WHAT YOU HAVE TO DO
Reproduce exactly, and only, the lines below from the one containing "point(333, 134)" through the one containing "point(84, 3)".

Image-grounded pointing data:
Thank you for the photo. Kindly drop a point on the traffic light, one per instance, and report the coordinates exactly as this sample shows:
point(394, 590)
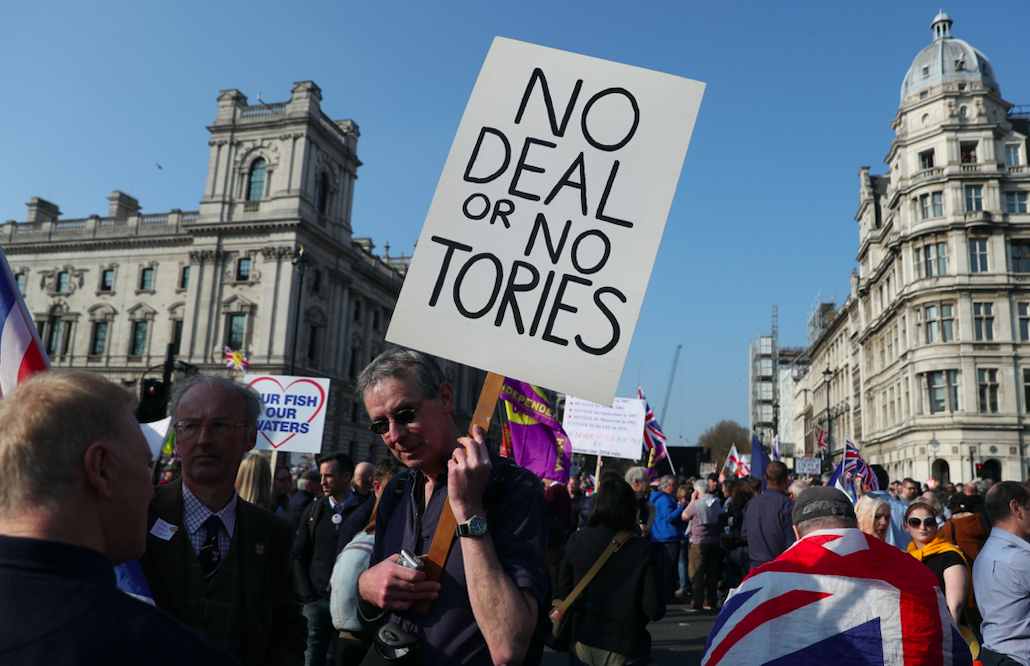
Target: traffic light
point(152, 396)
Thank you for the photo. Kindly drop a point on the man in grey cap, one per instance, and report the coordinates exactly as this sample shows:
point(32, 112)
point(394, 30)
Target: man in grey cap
point(836, 592)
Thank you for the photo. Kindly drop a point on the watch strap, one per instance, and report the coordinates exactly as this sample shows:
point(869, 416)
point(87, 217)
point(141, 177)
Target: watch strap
point(447, 526)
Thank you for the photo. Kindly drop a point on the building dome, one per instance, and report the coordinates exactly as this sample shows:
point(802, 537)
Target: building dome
point(947, 59)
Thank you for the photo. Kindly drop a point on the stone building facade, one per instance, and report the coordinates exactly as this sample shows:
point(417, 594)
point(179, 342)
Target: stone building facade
point(938, 316)
point(267, 266)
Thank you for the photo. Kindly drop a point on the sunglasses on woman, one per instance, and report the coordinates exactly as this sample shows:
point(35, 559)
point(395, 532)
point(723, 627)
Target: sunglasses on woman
point(403, 417)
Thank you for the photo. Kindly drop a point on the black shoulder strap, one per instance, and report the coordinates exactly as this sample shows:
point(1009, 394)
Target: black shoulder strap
point(315, 517)
point(496, 490)
point(388, 500)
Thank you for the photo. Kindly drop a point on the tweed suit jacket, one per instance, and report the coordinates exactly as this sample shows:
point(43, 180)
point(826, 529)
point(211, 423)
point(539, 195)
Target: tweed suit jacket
point(274, 629)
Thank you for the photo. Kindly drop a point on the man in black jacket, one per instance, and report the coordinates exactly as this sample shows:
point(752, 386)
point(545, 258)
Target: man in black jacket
point(307, 492)
point(315, 551)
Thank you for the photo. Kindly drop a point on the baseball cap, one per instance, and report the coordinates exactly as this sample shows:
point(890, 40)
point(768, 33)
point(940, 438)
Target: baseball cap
point(804, 509)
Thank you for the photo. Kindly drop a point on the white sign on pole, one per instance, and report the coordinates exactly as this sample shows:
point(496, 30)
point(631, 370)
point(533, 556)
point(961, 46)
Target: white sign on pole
point(541, 237)
point(293, 412)
point(808, 465)
point(616, 431)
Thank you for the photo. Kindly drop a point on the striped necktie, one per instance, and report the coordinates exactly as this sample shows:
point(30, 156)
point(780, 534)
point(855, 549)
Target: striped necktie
point(210, 556)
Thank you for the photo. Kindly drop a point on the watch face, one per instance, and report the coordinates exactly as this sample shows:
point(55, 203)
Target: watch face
point(477, 525)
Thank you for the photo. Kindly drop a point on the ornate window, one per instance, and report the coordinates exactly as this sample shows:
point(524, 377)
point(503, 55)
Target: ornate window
point(977, 255)
point(987, 380)
point(321, 196)
point(255, 180)
point(983, 319)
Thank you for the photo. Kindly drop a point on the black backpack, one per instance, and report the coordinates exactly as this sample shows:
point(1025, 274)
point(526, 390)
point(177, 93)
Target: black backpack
point(730, 523)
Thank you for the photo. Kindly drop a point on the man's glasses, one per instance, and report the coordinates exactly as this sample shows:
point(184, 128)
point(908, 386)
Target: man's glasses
point(217, 426)
point(403, 417)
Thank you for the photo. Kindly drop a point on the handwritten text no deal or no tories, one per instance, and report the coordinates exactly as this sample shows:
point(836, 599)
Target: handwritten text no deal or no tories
point(529, 294)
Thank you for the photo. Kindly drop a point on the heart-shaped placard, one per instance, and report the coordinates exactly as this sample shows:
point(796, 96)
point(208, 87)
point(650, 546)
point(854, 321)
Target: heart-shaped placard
point(270, 387)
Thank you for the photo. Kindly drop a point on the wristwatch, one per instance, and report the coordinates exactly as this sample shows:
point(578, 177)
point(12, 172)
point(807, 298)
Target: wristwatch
point(475, 526)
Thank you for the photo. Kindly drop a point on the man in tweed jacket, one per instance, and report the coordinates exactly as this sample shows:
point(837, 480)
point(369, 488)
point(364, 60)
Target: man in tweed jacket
point(214, 561)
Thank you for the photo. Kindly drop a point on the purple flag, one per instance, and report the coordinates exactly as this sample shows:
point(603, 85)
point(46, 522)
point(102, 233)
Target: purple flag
point(539, 442)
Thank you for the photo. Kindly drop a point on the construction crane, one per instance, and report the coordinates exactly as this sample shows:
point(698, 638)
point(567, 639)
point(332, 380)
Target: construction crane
point(668, 389)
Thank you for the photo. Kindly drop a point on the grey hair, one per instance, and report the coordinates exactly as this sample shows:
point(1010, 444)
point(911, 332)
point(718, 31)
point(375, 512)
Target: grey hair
point(250, 397)
point(824, 522)
point(636, 474)
point(401, 362)
point(46, 425)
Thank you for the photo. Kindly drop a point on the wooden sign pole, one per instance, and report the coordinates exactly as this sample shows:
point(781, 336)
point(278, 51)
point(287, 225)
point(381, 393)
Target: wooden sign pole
point(444, 535)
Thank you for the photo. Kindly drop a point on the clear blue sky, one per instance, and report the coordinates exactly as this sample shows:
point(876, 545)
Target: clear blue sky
point(798, 98)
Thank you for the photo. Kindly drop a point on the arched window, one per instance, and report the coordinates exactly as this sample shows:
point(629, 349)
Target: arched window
point(255, 188)
point(322, 195)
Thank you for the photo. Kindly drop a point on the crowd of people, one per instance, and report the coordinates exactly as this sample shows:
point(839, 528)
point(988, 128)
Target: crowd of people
point(446, 553)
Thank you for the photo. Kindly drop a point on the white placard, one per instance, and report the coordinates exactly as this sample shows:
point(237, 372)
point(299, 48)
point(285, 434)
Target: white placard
point(808, 465)
point(540, 240)
point(293, 412)
point(616, 431)
point(157, 434)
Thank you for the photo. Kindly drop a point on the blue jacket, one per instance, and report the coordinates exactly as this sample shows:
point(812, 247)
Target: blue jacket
point(667, 524)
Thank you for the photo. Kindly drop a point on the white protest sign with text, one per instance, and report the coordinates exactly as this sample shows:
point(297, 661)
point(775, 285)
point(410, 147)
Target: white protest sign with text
point(616, 431)
point(293, 412)
point(540, 240)
point(805, 465)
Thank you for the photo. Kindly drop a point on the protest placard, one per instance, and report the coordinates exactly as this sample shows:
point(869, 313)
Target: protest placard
point(293, 412)
point(616, 431)
point(808, 465)
point(540, 240)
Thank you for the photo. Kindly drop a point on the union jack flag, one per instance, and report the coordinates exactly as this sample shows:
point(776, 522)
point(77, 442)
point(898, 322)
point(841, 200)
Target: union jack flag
point(22, 353)
point(854, 466)
point(732, 460)
point(654, 440)
point(235, 360)
point(823, 442)
point(837, 597)
point(744, 466)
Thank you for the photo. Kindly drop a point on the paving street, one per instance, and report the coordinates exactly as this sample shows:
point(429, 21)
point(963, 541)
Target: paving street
point(677, 640)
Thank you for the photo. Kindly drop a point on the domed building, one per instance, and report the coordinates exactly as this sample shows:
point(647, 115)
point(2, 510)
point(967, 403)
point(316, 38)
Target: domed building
point(936, 382)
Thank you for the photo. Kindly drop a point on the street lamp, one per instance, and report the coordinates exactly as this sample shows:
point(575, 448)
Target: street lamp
point(300, 263)
point(827, 376)
point(933, 447)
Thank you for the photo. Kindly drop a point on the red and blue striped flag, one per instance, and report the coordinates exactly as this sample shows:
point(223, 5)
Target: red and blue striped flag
point(840, 597)
point(22, 353)
point(654, 439)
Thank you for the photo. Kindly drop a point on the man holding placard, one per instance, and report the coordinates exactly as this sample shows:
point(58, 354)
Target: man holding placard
point(493, 577)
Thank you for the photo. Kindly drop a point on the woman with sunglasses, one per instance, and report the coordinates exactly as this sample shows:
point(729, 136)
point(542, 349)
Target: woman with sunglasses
point(945, 559)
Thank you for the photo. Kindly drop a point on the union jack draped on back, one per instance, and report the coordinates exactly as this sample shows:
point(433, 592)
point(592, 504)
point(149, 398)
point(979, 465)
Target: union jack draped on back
point(854, 466)
point(837, 597)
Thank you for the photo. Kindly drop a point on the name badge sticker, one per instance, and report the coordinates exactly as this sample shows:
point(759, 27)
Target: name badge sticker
point(164, 530)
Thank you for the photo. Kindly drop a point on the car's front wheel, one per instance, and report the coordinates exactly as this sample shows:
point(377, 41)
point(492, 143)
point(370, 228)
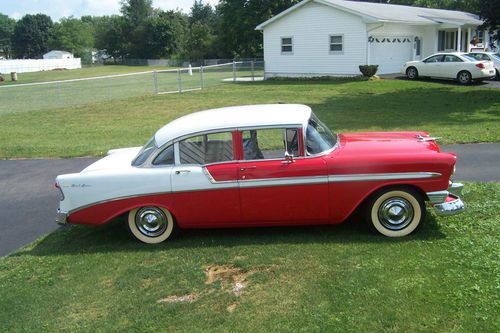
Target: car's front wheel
point(412, 73)
point(396, 212)
point(151, 224)
point(464, 77)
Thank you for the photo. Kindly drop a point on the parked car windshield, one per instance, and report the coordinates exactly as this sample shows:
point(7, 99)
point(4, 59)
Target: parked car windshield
point(145, 152)
point(319, 138)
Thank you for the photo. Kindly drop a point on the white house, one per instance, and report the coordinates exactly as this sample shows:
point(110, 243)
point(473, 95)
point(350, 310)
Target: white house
point(334, 37)
point(56, 54)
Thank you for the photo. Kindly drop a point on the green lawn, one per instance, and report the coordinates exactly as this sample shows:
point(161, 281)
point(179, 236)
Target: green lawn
point(458, 114)
point(341, 278)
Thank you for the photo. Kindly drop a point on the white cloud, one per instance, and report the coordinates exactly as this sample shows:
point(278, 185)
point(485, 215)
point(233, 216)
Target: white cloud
point(63, 8)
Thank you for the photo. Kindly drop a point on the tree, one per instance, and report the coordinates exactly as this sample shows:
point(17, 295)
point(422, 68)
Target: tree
point(6, 31)
point(238, 19)
point(200, 39)
point(72, 35)
point(489, 10)
point(31, 36)
point(110, 35)
point(136, 14)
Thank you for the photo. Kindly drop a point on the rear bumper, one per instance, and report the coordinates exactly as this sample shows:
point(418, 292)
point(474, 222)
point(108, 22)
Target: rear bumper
point(61, 218)
point(446, 203)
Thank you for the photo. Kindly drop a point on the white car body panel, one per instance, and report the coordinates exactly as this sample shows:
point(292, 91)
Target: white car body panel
point(450, 70)
point(109, 178)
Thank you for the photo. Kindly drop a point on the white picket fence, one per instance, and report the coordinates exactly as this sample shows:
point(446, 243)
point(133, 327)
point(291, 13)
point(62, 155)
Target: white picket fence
point(36, 65)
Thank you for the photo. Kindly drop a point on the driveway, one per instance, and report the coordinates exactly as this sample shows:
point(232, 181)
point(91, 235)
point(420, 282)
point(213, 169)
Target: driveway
point(483, 84)
point(29, 200)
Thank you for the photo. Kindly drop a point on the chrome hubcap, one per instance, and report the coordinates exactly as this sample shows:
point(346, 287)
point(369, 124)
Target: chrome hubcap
point(151, 221)
point(395, 213)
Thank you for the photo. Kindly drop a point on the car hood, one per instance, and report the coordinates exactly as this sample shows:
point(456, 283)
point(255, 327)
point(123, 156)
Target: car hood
point(116, 159)
point(379, 143)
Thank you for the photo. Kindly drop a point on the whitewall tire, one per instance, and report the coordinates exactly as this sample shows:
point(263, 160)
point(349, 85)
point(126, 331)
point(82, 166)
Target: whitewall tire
point(396, 212)
point(151, 224)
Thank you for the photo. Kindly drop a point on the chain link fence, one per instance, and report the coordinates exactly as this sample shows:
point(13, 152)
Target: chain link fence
point(77, 92)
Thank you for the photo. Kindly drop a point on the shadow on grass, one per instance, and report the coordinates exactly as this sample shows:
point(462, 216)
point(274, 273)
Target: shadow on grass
point(113, 237)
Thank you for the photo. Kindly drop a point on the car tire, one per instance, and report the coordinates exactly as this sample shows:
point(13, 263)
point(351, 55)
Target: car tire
point(412, 73)
point(464, 77)
point(151, 224)
point(396, 212)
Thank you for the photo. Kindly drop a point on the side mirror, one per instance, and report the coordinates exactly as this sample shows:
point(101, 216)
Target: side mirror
point(288, 158)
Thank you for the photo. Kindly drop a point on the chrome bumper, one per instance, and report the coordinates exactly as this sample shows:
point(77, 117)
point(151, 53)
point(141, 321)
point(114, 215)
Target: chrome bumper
point(61, 218)
point(448, 202)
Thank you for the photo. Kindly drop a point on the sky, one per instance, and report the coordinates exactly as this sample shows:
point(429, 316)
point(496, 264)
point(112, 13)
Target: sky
point(63, 8)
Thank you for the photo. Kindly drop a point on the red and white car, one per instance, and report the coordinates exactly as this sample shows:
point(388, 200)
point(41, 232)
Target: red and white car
point(262, 165)
point(456, 66)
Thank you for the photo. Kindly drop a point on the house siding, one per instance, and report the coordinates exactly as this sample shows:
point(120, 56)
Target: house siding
point(310, 27)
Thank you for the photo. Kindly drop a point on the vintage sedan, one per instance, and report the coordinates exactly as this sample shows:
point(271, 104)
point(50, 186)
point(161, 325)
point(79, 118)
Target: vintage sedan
point(456, 66)
point(262, 165)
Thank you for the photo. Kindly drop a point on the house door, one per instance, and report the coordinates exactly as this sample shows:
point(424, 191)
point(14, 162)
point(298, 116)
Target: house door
point(390, 53)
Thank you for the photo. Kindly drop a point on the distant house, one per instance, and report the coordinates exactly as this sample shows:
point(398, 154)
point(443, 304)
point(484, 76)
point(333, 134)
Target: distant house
point(55, 54)
point(334, 37)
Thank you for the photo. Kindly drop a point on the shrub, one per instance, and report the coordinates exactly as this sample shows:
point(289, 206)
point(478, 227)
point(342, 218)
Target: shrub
point(368, 70)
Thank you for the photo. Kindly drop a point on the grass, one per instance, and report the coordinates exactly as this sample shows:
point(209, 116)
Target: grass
point(446, 278)
point(458, 114)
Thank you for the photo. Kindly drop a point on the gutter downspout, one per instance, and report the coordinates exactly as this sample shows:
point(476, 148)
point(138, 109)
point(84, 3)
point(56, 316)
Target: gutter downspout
point(368, 43)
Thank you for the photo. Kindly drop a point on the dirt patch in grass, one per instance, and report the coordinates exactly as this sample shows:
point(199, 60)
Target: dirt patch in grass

TASK ANSWER
point(333, 134)
Target: distant house
point(55, 54)
point(334, 37)
Thank you for the photo. Kindly drop a point on the shrub, one per instance, and report the coordinates exactly as this sample shows:
point(289, 206)
point(478, 227)
point(342, 218)
Target: shrub
point(368, 70)
Thank you for the photo. Kindly drop a point on the grass, one per instance, and report the coordinates exactly as this sample shows:
point(209, 116)
Target: grass
point(446, 278)
point(458, 114)
Thank you for the photo. Kindly drop a point on the gutter downspout, one per instance, and report the coordinates exactly as this sample shows:
point(476, 148)
point(138, 109)
point(84, 3)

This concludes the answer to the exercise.